#### Input
##############################
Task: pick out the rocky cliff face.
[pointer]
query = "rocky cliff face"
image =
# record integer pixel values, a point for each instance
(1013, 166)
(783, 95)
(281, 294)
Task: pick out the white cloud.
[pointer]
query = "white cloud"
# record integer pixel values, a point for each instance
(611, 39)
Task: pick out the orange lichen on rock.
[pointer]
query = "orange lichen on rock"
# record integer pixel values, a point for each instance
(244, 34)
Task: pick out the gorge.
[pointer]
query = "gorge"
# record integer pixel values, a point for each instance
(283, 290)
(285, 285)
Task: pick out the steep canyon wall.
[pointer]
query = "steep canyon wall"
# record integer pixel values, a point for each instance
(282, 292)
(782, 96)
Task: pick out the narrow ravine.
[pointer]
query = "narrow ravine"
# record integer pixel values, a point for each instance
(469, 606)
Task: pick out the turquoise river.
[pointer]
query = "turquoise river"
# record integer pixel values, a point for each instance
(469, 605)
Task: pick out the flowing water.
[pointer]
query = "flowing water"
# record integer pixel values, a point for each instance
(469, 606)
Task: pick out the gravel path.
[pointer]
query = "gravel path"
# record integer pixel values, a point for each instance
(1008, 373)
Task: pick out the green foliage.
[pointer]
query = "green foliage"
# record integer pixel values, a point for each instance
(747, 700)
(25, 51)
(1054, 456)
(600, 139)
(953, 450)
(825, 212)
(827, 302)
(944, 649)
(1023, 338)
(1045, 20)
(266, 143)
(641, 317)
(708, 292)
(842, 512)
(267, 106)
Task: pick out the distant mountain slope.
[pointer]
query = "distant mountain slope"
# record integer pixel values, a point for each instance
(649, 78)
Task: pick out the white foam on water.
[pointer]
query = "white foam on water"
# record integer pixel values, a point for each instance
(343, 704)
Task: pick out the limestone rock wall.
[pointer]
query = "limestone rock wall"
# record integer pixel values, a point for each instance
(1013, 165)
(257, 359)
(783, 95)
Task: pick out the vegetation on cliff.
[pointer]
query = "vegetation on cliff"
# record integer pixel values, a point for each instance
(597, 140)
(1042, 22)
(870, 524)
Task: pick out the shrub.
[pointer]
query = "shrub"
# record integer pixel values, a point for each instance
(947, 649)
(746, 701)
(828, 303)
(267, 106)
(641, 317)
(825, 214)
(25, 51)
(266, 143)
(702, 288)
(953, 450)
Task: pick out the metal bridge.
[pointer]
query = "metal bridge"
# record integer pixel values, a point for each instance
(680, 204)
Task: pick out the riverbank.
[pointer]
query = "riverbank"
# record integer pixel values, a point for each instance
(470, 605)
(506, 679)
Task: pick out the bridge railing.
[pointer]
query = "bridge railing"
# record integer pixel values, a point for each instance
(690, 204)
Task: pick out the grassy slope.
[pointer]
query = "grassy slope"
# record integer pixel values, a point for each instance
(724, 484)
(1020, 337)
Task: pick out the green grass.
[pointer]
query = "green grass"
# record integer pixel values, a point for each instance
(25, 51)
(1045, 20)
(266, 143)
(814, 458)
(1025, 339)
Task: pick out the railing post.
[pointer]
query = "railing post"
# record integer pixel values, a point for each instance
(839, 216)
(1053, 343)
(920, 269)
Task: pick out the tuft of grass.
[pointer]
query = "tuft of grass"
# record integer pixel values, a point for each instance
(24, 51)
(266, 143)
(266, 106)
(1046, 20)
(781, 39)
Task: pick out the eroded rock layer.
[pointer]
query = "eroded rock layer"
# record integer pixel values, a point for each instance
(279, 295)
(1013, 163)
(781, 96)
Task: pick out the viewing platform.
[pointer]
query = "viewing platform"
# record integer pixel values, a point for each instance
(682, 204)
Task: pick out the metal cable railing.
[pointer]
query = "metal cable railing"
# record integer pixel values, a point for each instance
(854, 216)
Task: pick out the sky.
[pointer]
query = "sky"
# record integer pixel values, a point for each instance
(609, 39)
##############################
The lines to write out run from the one with "Task: pick out the metal cable railing." through the end of the records. Give them exactly, and only them.

#### Answer section
Task: pick out the metal cable railing.
[pointer]
query = "metal cable railing"
# record integer pixel values, a point for each instance
(854, 216)
Task: pick out the sky.
[pointer]
query = "sky"
# record integer pixel values, a point for each instance
(609, 39)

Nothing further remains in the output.